*To do*. Pull out every line in the items below that contains the word "above". Treat uppercase and lowercase letters as different.

*Material to process*.
## Begin
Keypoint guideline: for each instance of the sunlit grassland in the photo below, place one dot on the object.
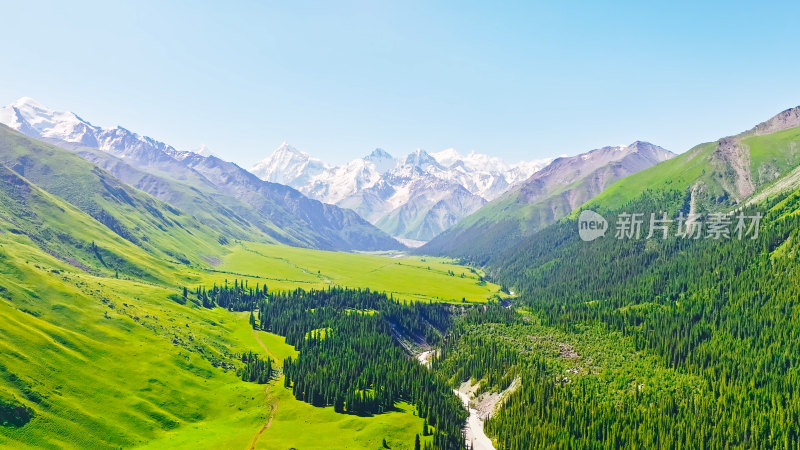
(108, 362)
## End
## Begin
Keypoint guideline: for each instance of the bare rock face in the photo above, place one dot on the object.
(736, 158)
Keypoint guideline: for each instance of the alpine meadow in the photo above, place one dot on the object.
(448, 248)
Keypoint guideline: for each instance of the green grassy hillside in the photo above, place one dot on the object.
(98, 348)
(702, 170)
## End
*Solution to the problem*.
Keypoint guideline: for each instance of the bare rock face in the photo above, place one dot on the object.
Keypoint guideline: for each instance of the alpine meadow in the photo above, place one dot on the object.
Keypoint guideline: for each instance of the green grassy hillside in the photo above, place one dot on the object.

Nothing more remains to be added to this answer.